§ WORK TO COMPLETE
Your answer should consist of every line from the records that holds the string "background".

Collection entries
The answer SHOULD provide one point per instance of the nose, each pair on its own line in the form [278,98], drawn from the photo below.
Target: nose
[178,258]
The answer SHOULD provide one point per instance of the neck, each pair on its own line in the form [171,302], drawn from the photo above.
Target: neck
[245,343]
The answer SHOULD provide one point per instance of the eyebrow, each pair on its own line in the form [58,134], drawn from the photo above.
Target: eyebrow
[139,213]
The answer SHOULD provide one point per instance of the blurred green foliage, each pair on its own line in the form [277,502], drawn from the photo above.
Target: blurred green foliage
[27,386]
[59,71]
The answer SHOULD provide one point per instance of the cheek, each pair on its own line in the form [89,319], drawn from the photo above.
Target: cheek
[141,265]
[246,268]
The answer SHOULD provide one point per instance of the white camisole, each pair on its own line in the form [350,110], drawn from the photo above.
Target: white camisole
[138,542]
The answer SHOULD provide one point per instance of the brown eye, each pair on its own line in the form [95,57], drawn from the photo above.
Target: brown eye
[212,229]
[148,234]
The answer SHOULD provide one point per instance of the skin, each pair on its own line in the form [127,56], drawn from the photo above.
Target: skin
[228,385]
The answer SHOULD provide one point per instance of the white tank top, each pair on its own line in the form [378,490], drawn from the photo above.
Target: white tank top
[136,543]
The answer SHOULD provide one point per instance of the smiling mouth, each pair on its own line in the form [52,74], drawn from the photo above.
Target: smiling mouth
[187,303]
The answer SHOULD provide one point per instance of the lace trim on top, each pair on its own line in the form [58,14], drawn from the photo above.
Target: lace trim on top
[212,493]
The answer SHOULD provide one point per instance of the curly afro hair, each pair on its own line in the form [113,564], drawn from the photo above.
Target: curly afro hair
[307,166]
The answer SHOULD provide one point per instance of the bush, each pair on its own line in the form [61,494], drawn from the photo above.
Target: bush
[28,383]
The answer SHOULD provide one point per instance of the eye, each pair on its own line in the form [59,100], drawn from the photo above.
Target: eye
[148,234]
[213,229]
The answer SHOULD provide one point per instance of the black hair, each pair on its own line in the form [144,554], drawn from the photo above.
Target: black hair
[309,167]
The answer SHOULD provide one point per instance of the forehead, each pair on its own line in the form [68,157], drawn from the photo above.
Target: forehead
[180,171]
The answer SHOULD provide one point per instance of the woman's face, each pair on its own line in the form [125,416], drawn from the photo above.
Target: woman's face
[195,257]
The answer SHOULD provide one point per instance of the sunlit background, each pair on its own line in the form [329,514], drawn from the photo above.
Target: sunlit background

§ WRITTEN ANSWER
The answer SHOULD provide one point per instance of the sunlit background, each pair on its own line in the form [329,514], drawn from the photo above.
Target: sunlit background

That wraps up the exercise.